*To be done*
In the records below, find the line containing "the dark red foliage tree"; give it again exactly, along with every line that follows, and nothing else.

(Items listed in a dataset)
------------------------------------
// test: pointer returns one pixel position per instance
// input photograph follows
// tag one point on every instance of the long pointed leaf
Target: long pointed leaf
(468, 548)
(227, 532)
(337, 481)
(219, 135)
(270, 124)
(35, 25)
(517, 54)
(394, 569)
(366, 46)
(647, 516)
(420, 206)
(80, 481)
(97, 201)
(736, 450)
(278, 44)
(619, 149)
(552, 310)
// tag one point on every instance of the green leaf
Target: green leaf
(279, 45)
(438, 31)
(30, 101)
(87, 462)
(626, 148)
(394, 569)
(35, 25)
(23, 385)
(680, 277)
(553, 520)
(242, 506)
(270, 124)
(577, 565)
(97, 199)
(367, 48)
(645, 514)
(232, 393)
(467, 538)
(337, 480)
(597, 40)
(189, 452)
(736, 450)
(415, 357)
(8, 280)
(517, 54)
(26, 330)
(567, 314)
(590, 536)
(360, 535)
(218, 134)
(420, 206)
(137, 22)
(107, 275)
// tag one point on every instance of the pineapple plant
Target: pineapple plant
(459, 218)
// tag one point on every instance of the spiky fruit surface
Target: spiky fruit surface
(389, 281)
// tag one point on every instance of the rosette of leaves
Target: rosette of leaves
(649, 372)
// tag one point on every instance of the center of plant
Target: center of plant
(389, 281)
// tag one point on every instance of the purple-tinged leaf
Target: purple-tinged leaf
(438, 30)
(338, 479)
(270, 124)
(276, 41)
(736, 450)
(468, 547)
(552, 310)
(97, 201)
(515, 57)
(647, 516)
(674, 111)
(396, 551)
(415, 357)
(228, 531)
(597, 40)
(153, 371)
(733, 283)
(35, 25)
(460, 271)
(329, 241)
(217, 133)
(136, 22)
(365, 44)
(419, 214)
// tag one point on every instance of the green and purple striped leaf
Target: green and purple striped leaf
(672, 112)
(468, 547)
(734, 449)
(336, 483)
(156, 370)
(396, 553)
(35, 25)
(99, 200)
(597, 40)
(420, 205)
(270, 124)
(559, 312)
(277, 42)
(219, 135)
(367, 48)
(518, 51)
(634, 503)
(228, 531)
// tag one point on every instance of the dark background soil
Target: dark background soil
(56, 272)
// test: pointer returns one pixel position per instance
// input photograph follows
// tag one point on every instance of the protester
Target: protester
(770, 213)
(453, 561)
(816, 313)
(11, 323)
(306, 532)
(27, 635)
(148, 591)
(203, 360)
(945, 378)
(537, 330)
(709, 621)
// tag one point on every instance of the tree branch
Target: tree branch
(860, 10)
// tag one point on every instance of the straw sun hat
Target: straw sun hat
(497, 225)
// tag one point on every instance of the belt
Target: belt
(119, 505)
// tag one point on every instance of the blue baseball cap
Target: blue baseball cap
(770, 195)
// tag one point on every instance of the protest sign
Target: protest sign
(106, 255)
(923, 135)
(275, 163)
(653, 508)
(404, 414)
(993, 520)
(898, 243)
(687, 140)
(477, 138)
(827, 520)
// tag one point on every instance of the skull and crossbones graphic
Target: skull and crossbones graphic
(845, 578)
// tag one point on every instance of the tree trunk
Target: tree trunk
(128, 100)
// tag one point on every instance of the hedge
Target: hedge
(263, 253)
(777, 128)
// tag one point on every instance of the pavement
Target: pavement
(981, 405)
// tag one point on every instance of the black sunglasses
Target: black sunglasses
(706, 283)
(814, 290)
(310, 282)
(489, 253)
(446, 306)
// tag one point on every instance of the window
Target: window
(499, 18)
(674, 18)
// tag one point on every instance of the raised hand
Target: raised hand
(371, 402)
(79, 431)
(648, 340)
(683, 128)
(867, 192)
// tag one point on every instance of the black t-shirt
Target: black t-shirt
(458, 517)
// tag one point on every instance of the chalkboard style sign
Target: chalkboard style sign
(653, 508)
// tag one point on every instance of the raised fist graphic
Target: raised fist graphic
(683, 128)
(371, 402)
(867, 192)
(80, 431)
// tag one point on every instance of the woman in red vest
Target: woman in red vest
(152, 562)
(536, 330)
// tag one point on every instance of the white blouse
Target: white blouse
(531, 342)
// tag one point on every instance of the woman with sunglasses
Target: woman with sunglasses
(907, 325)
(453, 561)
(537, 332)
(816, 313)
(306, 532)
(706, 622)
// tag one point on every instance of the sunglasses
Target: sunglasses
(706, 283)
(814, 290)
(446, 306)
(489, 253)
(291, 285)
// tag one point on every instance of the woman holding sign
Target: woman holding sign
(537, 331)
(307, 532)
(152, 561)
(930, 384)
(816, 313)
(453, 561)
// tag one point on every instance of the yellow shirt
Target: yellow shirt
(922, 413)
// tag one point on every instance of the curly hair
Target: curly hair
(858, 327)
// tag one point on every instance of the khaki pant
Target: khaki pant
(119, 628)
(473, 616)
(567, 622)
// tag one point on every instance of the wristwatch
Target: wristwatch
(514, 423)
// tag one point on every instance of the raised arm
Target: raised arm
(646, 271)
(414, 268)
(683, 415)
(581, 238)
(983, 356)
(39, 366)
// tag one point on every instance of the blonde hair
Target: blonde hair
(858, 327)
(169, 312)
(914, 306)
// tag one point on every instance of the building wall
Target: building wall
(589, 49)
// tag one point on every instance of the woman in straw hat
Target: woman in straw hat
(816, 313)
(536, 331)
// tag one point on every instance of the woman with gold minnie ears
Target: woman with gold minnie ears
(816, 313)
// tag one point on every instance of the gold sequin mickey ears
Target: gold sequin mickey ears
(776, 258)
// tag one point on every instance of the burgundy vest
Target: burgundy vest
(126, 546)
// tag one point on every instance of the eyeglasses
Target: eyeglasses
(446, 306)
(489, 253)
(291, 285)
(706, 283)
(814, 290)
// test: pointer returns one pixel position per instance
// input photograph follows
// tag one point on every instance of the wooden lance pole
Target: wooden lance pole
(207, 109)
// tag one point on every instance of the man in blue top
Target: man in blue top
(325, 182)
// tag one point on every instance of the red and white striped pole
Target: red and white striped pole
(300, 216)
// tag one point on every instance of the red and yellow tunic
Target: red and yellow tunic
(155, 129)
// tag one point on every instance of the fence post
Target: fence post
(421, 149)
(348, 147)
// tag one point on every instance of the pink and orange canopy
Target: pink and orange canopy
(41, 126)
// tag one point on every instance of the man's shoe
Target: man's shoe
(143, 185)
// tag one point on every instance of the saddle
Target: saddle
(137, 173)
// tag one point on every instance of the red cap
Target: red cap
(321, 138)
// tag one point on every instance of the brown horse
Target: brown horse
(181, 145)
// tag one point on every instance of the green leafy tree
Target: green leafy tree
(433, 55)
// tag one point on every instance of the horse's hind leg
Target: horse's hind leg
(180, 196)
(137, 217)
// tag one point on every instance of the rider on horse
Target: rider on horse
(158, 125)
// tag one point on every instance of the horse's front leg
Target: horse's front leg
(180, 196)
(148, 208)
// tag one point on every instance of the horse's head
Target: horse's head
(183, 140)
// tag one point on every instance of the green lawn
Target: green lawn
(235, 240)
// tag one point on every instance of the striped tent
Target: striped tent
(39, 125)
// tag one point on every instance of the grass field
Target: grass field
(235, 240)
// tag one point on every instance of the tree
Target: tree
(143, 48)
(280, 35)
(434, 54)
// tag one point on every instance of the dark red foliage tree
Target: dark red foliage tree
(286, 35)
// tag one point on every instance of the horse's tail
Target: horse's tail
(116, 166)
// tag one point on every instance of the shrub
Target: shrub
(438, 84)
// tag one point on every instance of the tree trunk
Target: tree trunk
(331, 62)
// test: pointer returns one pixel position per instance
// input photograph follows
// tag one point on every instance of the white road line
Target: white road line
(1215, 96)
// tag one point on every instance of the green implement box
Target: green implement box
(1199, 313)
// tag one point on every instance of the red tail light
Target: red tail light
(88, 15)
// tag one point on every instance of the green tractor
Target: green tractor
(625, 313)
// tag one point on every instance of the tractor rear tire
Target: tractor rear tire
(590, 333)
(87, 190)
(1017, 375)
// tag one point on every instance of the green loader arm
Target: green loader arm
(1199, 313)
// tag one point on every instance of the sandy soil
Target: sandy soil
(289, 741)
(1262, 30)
------------------------------------
*Solution*
// tag one point on every instance of the dark red foliage tree
Target: dark red foliage tree
(286, 35)
// tag one point on every instance of the horse's tail
Target: horse's tail
(116, 166)
// tag one point on every instance of the shrub
Target: shrub
(438, 84)
// tag one point on every instance of the tree trunk
Target: tree trunk
(331, 62)
// test: pointer returns one pixel position per instance
// input photograph follows
// tag one point on every instance of the white road line
Target: white road line
(1215, 96)
// tag one point on every instance of the green implement box
Target: green implement box
(1199, 313)
// tag one point on every instance of the red tail light
Target: red tail light
(88, 15)
// tag one point on every instance of the green tractor
Target: green tractor
(625, 313)
// tag one point on every instance of the tractor rear tire
Target: tractor rear tire
(590, 333)
(87, 190)
(1017, 375)
// tag one point on every instance of the green loader arm
Target: green loader arm
(1199, 313)
// tag one point on every instance of the sandy soil
Target: sandy soil
(289, 741)
(1262, 30)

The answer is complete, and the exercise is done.